Can you rewrite all of the following rows as a numbered list, skipping any blank lines and leaving the pictures out?
start
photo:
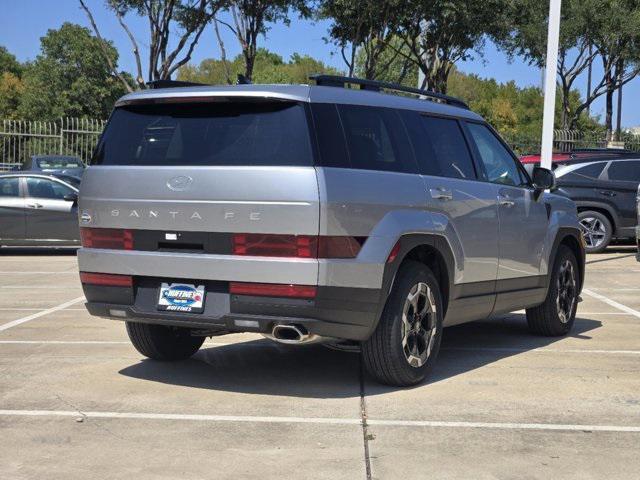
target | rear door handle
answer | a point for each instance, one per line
(441, 193)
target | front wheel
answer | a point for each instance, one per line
(406, 342)
(160, 342)
(557, 314)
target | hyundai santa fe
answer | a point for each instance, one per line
(319, 213)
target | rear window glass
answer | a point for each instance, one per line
(450, 147)
(241, 133)
(376, 139)
(59, 163)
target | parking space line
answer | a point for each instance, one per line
(42, 313)
(613, 303)
(318, 420)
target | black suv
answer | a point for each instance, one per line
(605, 193)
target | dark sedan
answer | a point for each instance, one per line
(54, 163)
(38, 209)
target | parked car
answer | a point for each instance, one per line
(319, 213)
(38, 209)
(54, 163)
(605, 193)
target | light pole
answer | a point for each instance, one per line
(553, 40)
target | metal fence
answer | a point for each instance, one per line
(21, 139)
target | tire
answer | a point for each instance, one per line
(384, 356)
(159, 342)
(597, 230)
(555, 317)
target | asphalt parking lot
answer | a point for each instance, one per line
(77, 401)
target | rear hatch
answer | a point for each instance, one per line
(228, 166)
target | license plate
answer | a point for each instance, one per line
(181, 297)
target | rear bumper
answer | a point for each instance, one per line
(343, 313)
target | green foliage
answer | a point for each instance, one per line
(269, 68)
(69, 78)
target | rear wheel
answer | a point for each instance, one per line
(558, 312)
(406, 342)
(160, 342)
(597, 230)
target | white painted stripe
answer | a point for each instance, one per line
(180, 416)
(22, 320)
(544, 350)
(613, 303)
(506, 426)
(38, 273)
(318, 420)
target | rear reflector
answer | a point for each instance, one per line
(273, 290)
(106, 279)
(111, 238)
(296, 246)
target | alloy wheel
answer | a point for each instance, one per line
(419, 324)
(566, 287)
(594, 231)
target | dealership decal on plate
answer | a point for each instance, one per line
(181, 297)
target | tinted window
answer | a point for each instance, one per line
(247, 133)
(9, 187)
(44, 188)
(628, 171)
(376, 139)
(331, 145)
(59, 163)
(450, 147)
(499, 165)
(422, 147)
(587, 173)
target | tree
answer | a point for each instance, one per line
(439, 33)
(268, 68)
(362, 30)
(70, 77)
(250, 19)
(165, 17)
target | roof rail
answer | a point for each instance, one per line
(155, 84)
(373, 85)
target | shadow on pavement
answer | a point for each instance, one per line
(265, 368)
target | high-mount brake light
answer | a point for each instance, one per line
(110, 238)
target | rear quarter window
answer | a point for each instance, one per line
(207, 134)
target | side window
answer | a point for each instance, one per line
(422, 148)
(331, 146)
(498, 163)
(376, 139)
(450, 147)
(9, 187)
(44, 188)
(624, 170)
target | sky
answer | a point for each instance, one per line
(23, 22)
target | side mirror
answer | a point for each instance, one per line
end
FINISHED EXERCISE ::
1. photo:
2. target | rear door handle
3. answer | a point for each instance, one per line
4. (441, 193)
5. target | front wheel
6. answer | a point for each instance, one per line
7. (406, 342)
8. (160, 342)
9. (557, 314)
10. target | hyundai santa fe
11. answer | a point for each instance, one per line
12. (319, 213)
13. target | rear window glass
14. answer | a point for each instance, one per line
15. (450, 147)
16. (241, 133)
17. (376, 139)
18. (59, 163)
19. target | parking space line
20. answer | a point for each instance, one per line
21. (42, 313)
22. (613, 303)
23. (318, 420)
24. target | black suv
25. answer | a point for each instance, one per line
26. (605, 193)
27. target | dark sedan
28. answer | a point for each instance, one per line
29. (54, 163)
30. (38, 209)
31. target | parked car
32. answer | a point for each instance, one per line
33. (319, 213)
34. (38, 209)
35. (54, 163)
36. (605, 193)
37. target | light pole
38. answer | a point for each instance, one per line
39. (553, 40)
40. target | metal fence
41. answer | a point for each instance, one per line
42. (21, 139)
43. target | tire
44. answer | a point for each instance, one per line
45. (384, 356)
46. (159, 342)
47. (597, 230)
48. (555, 317)
49. target | asphalt parking lot
50. answer | a point for each instance, one per line
51. (77, 401)
52. target | rear hatch
53. answer | a point for each instance, one per line
54. (228, 166)
55. target | license plate
56. answer | a point for each instance, one per line
57. (181, 297)
58. target | rear bumper
59. answer | a point for each instance, one per line
60. (343, 313)
61. target | green foliage
62. answer | a point for each instance, one per line
63. (269, 68)
64. (69, 78)
65. target | rear wheel
66. answer | a point for each instance, one per line
67. (558, 312)
68. (406, 342)
69. (160, 342)
70. (597, 230)
71. target | white painted stripe
72. answer | a point for each instance, one per line
73. (180, 416)
74. (22, 320)
75. (544, 350)
76. (613, 303)
77. (506, 426)
78. (38, 273)
79. (318, 420)
80. target | rear reflector
81. answer | a point for each instance, one per line
82. (273, 290)
83. (106, 279)
84. (111, 238)
85. (296, 246)
86. target | alloy wheel
87. answer | a point for each instance, one per line
88. (419, 324)
89. (566, 287)
90. (594, 231)
91. target | dealership decal on plate
92. answer | a point for each instance, one per line
93. (181, 297)
94. target | tinted window
95. answer | a point for each instance, one per line
96. (247, 133)
97. (9, 187)
98. (44, 188)
99. (628, 171)
100. (376, 139)
101. (331, 145)
102. (59, 163)
103. (450, 147)
104. (499, 165)
105. (422, 147)
106. (587, 173)
107. target | tree
108. answer | a point for each instance, one per line
109. (439, 33)
110. (268, 68)
111. (362, 30)
112. (70, 77)
113. (250, 19)
114. (165, 17)
115. target | roof rail
116. answer | a point for each instance, one per line
117. (155, 84)
118. (373, 85)
119. target | shadow on pavement
120. answer | a point for each instance, one per line
121. (265, 368)
122. target | high-mount brake light
123. answer | a point for each instance, one per line
124. (110, 238)
125. target | rear quarter window
126. answer | a point for each instance, one per line
127. (207, 134)
128. target | side window
129. answer | a point for each instance, one per line
130. (422, 148)
131. (331, 146)
132. (498, 163)
133. (376, 139)
134. (450, 147)
135. (9, 187)
136. (44, 188)
137. (624, 170)
138. target | sky
139. answer | a point for each instance, one per line
140. (23, 22)
141. target | side mirror
142. answer | a point for each instance, one per line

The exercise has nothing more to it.